Written request: Can you repeat the records starting at the line containing "of the lower" and ending at the line containing "<point>124,201</point>", swapping "lower lip" for "upper lip" and changing nothing else?

----------------

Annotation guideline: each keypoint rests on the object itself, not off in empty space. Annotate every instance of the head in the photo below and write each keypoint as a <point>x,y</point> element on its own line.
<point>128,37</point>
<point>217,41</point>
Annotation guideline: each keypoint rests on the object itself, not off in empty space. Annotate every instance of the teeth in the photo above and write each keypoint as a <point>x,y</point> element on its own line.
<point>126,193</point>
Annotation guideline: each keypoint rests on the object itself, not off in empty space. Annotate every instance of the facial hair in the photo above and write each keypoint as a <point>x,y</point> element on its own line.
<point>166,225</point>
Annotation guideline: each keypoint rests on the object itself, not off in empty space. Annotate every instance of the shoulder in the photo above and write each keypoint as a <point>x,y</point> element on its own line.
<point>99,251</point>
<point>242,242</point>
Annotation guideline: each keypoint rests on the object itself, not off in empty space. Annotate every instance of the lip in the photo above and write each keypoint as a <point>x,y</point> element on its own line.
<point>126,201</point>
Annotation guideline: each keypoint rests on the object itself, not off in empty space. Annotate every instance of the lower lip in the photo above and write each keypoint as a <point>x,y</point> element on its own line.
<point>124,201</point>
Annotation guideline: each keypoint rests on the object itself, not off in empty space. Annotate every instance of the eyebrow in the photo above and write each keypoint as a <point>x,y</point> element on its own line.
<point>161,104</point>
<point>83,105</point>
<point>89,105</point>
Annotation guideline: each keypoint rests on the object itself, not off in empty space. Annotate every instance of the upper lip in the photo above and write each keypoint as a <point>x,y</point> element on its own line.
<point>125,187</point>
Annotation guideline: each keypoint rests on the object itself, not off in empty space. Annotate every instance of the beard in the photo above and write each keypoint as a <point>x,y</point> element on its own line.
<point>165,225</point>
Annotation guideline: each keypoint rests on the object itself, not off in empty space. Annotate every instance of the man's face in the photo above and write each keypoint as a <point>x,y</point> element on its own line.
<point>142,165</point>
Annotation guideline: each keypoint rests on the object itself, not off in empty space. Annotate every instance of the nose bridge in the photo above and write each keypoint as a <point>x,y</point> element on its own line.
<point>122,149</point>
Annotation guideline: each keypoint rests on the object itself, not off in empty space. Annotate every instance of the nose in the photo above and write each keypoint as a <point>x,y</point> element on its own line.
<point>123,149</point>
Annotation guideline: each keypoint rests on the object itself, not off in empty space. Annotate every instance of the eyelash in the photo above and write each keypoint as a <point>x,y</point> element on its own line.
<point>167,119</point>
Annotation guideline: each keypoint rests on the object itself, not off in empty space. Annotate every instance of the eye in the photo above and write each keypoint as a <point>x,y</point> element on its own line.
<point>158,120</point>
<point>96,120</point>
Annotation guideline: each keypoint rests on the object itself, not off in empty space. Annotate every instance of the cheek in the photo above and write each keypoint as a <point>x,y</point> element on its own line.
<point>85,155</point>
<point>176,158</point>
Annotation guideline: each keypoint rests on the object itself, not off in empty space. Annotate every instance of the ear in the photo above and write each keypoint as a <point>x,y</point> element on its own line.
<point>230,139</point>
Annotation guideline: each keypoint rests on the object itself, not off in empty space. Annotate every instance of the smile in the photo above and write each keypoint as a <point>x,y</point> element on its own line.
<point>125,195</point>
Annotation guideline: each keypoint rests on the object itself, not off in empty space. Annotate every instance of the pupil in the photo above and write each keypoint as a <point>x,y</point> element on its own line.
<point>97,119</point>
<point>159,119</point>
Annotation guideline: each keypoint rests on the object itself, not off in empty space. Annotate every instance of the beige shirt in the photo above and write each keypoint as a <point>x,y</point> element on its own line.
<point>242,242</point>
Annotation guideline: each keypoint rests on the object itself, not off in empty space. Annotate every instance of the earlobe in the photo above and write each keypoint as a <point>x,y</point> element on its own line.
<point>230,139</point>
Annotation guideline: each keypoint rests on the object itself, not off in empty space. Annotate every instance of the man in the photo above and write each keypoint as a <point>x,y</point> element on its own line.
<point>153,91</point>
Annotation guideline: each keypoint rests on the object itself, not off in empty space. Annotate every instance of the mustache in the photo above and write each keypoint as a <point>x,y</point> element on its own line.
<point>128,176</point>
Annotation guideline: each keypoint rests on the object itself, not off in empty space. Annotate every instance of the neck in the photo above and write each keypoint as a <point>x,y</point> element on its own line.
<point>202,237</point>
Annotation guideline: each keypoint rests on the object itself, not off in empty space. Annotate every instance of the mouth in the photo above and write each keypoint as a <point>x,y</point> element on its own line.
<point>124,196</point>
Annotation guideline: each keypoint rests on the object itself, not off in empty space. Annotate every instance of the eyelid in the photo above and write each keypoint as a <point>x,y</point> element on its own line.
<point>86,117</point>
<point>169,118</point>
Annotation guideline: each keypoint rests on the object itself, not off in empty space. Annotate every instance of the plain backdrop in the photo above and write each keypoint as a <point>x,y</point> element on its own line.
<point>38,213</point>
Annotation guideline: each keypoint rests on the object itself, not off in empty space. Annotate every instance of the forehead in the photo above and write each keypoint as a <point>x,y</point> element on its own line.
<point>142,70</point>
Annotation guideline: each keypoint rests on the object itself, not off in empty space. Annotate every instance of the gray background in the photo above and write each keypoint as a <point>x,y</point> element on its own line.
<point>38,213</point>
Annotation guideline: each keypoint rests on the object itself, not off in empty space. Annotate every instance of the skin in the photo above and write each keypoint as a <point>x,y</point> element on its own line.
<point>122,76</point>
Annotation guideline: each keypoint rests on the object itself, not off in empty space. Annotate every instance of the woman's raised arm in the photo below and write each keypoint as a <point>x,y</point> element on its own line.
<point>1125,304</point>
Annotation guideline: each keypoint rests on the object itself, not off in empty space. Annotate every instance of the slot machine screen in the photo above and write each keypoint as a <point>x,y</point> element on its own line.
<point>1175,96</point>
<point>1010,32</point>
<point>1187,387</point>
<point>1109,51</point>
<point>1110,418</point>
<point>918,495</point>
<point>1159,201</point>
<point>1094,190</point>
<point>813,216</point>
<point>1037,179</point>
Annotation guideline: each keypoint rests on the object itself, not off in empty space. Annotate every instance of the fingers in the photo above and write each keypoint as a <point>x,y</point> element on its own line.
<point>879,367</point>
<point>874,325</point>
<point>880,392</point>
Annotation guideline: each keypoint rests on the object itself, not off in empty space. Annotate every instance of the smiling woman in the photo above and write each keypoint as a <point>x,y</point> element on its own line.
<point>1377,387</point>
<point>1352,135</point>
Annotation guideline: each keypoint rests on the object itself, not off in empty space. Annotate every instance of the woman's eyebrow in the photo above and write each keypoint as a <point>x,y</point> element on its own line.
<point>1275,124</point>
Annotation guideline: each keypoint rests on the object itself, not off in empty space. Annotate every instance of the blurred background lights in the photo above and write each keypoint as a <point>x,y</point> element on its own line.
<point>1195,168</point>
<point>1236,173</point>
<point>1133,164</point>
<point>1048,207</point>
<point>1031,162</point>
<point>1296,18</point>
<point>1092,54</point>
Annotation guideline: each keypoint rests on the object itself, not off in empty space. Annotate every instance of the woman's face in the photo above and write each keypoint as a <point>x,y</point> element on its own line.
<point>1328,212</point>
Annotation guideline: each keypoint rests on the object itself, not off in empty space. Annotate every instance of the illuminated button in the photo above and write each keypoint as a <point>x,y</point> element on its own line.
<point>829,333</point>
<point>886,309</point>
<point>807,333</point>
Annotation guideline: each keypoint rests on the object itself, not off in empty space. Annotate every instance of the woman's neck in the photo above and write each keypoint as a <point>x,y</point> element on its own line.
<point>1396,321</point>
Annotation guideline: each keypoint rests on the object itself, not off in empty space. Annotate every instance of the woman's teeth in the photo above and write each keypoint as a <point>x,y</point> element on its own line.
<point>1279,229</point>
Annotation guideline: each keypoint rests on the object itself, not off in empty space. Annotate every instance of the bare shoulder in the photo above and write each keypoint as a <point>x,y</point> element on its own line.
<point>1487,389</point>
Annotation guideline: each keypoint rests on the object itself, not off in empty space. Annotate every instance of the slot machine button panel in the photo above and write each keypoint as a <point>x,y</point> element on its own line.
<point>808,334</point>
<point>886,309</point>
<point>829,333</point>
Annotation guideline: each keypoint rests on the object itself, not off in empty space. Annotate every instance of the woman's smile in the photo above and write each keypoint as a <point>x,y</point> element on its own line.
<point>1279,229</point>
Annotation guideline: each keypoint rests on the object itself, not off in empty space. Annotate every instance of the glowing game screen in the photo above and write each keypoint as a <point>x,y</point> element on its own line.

----------------

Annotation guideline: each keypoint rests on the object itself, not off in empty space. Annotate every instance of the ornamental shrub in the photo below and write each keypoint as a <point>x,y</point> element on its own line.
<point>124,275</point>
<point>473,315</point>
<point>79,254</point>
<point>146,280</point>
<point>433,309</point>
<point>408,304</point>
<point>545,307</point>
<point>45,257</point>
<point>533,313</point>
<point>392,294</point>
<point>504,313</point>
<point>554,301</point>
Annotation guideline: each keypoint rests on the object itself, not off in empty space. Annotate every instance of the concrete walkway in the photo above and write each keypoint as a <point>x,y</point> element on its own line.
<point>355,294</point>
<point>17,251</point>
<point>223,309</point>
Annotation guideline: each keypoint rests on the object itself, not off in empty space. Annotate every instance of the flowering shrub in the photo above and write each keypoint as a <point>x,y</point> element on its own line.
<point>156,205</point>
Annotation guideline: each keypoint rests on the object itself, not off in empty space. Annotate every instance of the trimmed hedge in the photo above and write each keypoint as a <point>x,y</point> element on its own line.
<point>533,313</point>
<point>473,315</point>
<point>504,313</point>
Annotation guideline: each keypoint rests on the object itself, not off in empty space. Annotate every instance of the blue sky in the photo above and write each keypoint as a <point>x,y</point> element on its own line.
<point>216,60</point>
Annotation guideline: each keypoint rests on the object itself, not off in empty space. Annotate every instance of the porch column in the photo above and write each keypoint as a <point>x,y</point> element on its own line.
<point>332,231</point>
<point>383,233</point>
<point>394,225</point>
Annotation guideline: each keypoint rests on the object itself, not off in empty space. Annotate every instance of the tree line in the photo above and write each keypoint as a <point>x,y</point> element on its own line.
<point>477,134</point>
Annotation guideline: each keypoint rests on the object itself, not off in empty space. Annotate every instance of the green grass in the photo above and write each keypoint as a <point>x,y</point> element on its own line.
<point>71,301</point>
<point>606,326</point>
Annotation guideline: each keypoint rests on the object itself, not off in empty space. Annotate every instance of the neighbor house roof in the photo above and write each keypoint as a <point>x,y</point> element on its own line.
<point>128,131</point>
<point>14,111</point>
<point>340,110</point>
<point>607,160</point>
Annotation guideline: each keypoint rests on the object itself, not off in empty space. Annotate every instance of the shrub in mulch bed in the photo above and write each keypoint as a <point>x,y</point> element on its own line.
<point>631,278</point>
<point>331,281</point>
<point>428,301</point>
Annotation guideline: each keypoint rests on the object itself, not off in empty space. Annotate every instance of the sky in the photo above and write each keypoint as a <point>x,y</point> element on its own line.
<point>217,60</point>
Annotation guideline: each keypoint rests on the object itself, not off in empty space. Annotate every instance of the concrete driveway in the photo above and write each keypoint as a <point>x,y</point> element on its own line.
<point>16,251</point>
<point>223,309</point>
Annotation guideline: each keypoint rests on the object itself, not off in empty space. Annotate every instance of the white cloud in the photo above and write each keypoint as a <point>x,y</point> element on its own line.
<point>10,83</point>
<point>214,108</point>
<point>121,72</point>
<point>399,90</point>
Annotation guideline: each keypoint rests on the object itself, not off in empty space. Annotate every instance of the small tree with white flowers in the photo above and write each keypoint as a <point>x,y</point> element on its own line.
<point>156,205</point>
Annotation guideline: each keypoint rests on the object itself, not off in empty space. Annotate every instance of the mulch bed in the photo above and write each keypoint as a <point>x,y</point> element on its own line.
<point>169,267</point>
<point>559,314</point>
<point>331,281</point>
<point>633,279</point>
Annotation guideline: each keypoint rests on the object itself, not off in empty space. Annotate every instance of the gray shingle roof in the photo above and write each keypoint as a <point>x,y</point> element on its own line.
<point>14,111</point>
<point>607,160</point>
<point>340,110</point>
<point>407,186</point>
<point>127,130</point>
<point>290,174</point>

----------------

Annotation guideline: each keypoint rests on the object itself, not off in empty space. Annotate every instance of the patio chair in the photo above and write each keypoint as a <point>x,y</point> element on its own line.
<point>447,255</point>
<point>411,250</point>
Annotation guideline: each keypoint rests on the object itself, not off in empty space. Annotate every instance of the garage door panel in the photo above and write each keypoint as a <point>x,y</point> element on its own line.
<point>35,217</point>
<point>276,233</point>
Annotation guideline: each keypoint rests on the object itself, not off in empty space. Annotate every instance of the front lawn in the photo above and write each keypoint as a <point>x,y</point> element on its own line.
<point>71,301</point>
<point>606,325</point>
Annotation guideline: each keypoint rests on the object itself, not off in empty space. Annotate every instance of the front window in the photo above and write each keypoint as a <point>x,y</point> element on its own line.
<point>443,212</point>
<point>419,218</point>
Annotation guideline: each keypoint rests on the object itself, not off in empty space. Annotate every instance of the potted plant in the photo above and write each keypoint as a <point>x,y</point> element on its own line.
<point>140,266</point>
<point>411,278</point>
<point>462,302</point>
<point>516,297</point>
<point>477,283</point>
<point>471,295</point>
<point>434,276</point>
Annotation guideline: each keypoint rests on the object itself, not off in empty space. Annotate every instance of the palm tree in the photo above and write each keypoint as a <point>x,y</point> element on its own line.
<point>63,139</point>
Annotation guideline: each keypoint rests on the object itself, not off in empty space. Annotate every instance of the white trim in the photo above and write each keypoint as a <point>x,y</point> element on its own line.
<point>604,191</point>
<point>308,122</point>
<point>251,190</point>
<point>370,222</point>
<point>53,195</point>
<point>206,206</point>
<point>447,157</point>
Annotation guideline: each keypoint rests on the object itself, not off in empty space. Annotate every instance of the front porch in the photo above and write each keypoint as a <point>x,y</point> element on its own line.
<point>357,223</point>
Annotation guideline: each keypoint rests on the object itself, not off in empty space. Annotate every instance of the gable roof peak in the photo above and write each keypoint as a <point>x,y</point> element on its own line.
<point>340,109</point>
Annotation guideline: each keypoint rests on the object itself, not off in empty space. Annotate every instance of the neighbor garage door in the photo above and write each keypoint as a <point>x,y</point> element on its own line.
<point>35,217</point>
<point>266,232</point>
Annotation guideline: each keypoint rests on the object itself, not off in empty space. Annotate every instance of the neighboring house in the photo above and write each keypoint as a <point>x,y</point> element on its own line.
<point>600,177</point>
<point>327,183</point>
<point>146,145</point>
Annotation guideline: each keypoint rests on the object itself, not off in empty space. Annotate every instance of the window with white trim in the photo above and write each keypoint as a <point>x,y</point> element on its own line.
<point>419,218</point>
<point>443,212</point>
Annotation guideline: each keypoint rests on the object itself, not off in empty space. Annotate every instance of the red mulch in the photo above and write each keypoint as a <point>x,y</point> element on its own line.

----------------

Output below:
Annotation guideline: each keypoint rests on the object itself, not off in empty space. Annotate every instance of the upper lip in the photo above and write each keypoint as a <point>x,y</point> element on its own line.
<point>124,201</point>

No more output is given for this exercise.